▶ **正文**:
■ ■ ■

题解【洛谷P1144】最短路计数
我们考虑在每一次 Dijkstra 算法时,记录一下从 \(1 \sim i\) 最短路径的条数。
具体地说,我们在每一次遍历节点时:
- 如果 \(dist_v = dist_u + 1\),那么 \(cnt_v += cnt_u\);
- 如果 \(dist_v > dist_u + 1\),那么 \(cnt_v = cnt_u\)。
注意判等于要放在判大于之前。
#include <bits/stdc++.h>
using namespace std;
const int N = 1000003, M = 4000003, mod = 100003;
int n, m;
int tot, head[N], ver[M], nxt[M];
int dist[N], cnt[N];
bool vis[N];
inline void add(int u, int v)
{
ver[++tot] = v, nxt[tot] = head[u], head[u] = tot;
}
inline void Dij()
{
memset(dist, 0x3f, sizeof dist);
dist[1] = 0;
cnt[1] = 1;
priority_queue <pair <int, int> > q;
q.push(make_pair(0, 1));
while (!q.empty())

■ ■ ■

位置识别条目
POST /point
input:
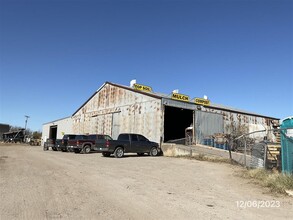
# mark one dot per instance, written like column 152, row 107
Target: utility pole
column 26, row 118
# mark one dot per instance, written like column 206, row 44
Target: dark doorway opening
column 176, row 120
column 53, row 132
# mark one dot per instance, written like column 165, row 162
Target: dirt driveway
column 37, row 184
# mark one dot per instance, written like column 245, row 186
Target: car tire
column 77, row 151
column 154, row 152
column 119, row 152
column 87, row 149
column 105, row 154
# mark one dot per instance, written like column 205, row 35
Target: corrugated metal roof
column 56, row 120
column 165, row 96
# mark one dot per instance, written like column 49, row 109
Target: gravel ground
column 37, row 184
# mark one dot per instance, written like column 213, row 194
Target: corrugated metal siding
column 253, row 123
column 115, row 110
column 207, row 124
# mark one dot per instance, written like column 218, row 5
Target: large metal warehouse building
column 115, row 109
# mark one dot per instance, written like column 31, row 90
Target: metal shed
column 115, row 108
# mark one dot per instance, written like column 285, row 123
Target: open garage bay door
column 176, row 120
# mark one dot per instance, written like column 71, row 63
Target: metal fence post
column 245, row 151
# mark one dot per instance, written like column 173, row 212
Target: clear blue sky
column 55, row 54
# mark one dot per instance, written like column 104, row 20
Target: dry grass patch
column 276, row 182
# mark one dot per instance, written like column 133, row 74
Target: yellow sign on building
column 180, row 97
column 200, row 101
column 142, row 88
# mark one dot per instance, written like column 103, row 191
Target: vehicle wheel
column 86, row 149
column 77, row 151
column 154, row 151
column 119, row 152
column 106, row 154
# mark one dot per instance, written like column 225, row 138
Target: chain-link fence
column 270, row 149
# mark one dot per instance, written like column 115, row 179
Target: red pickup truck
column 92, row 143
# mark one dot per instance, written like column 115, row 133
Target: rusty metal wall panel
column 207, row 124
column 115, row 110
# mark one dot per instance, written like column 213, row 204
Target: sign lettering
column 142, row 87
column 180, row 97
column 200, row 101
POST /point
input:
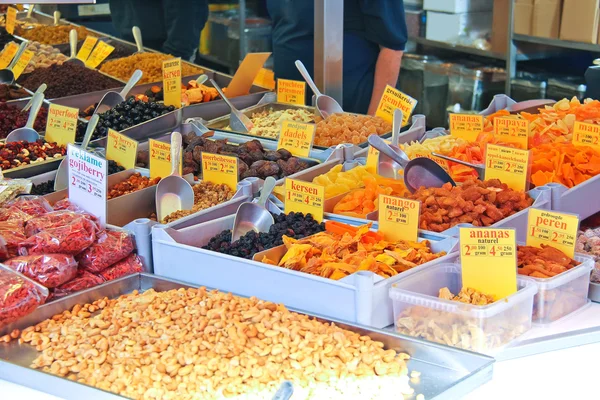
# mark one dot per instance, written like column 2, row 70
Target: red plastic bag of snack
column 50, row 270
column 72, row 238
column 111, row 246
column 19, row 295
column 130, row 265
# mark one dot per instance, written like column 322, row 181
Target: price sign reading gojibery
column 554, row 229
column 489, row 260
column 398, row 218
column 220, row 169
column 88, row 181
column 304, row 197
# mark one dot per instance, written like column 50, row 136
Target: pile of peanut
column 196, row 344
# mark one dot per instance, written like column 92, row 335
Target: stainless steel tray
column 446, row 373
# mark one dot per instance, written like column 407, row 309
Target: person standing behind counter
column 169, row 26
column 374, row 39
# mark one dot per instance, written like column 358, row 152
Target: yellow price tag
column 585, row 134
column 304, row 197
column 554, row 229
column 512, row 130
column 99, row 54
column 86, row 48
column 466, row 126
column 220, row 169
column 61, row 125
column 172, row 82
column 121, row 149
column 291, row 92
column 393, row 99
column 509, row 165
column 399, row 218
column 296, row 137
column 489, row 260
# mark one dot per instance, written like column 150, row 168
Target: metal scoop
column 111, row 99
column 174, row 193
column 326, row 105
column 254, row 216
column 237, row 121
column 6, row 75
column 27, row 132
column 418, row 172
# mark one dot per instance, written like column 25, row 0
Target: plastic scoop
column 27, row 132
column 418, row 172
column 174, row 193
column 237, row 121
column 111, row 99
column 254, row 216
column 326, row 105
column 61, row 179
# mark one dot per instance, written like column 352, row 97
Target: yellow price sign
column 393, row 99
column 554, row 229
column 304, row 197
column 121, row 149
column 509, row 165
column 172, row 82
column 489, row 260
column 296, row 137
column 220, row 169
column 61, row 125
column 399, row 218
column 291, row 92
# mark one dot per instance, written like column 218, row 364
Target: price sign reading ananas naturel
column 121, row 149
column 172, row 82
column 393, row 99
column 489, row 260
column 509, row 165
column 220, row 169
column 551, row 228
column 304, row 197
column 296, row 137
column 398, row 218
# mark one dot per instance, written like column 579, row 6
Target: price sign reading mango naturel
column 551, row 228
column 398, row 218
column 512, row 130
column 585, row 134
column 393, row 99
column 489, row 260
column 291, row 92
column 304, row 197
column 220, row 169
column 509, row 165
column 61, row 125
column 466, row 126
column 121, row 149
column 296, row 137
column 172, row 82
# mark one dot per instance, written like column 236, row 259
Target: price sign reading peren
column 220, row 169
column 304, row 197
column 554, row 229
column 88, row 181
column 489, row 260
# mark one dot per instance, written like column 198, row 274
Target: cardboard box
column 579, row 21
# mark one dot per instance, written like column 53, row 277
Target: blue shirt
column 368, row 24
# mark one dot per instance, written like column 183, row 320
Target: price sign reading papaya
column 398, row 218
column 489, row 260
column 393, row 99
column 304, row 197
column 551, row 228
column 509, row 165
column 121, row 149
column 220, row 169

■ ■ ■

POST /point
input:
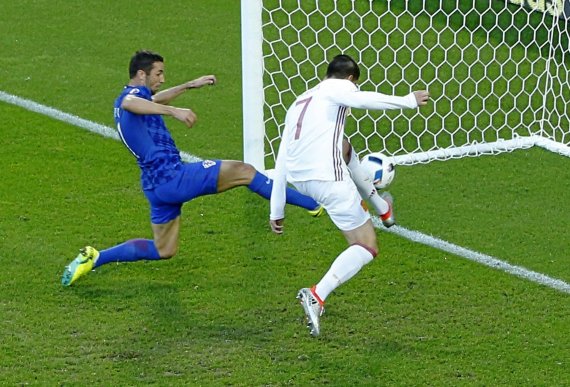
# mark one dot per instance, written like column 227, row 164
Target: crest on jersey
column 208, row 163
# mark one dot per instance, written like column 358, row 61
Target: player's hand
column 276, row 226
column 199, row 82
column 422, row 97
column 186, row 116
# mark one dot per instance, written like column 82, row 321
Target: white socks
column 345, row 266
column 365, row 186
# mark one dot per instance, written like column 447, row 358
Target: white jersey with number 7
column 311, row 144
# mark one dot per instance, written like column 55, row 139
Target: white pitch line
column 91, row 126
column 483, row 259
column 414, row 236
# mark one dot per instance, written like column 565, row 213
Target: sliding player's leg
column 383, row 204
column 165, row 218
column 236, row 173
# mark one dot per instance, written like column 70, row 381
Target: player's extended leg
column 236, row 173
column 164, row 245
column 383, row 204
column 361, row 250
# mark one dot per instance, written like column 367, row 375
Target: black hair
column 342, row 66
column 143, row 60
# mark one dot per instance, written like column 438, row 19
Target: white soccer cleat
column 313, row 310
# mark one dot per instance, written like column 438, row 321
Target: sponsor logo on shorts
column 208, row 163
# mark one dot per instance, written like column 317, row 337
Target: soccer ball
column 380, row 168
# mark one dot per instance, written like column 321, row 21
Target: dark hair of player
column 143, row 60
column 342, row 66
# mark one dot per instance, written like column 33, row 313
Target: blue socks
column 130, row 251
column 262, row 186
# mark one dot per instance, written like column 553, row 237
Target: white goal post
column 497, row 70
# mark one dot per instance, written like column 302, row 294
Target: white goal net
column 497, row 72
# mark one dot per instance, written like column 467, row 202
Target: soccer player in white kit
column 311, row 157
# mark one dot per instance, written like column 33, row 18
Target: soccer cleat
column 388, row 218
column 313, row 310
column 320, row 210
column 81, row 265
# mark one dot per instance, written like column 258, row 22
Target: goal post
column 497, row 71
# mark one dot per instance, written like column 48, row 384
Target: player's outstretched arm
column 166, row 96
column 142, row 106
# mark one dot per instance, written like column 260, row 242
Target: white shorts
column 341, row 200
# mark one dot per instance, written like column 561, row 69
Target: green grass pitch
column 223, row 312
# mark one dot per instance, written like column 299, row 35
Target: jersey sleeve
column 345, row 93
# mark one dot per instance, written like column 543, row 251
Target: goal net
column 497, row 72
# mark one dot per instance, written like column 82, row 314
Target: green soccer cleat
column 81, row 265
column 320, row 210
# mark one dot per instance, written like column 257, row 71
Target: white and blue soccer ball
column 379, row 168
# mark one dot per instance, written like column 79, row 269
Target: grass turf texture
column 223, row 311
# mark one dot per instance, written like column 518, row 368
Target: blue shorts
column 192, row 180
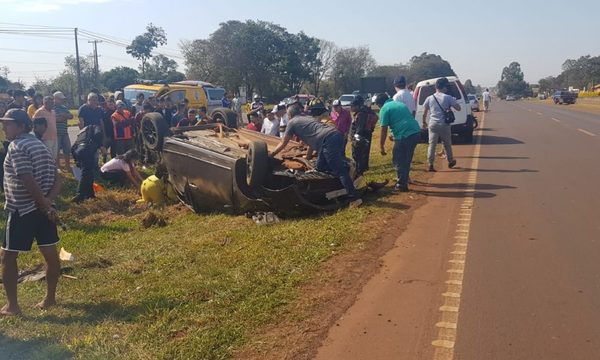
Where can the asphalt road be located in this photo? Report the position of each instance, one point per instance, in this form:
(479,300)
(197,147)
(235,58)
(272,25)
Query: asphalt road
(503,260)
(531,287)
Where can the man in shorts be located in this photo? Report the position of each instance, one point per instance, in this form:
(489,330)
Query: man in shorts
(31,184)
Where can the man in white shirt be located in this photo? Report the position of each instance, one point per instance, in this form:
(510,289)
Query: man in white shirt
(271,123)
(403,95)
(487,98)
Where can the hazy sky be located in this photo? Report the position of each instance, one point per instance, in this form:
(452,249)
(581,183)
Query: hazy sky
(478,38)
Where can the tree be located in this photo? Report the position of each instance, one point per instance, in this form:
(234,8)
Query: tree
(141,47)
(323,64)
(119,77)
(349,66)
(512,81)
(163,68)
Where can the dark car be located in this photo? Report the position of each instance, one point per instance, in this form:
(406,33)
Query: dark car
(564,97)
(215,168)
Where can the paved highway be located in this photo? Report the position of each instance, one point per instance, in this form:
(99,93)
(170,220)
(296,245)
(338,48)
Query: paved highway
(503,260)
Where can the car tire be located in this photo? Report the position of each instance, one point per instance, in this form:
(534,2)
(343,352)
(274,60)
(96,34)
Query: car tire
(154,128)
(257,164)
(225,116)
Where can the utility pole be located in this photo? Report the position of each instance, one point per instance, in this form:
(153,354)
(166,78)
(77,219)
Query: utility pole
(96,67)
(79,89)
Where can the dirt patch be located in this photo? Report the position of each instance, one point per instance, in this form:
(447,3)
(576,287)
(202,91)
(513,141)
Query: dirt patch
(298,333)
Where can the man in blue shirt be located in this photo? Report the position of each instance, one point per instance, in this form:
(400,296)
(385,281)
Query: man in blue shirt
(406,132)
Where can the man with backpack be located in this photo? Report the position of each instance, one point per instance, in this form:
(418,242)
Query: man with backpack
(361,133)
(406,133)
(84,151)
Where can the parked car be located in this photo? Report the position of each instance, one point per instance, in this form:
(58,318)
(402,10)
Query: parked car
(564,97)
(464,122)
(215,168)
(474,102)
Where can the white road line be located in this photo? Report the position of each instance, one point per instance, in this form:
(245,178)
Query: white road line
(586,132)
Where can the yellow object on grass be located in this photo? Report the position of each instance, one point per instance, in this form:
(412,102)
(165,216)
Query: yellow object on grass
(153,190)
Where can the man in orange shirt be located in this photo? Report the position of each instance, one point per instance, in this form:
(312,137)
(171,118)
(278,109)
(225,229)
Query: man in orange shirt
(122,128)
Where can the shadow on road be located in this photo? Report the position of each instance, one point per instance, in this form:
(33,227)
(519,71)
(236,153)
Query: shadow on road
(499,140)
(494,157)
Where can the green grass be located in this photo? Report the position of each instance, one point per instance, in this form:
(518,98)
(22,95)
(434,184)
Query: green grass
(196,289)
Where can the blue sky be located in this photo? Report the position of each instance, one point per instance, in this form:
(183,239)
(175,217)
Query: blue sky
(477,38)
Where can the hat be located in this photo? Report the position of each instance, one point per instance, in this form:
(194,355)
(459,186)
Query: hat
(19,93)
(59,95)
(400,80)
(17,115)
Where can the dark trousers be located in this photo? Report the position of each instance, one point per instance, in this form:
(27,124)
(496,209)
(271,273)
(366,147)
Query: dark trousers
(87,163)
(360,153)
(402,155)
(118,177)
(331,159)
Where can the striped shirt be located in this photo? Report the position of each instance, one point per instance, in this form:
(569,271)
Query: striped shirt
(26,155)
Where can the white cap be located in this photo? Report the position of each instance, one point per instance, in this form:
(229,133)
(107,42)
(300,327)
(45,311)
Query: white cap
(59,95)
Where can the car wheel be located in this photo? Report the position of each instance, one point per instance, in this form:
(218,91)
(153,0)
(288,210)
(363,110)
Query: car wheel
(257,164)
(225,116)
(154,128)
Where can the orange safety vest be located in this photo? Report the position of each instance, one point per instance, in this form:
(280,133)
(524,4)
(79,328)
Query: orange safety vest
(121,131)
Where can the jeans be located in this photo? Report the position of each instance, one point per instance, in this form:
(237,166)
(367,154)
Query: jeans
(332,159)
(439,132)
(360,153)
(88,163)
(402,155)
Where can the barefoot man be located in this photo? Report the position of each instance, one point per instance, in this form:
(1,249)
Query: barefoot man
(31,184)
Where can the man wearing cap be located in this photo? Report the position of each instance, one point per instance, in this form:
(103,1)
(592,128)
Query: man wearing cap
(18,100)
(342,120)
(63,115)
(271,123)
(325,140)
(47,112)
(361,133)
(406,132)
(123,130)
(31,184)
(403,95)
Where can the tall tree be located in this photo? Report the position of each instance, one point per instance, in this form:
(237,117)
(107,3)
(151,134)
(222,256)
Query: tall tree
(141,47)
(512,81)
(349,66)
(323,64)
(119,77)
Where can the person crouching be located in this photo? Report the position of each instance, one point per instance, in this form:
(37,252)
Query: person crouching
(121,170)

■ ■ ■

▶ **任务指令**: 根据题解,判等于的条件必须放在哪一项判断之前?

▶ **练习解答**: 判大于之前。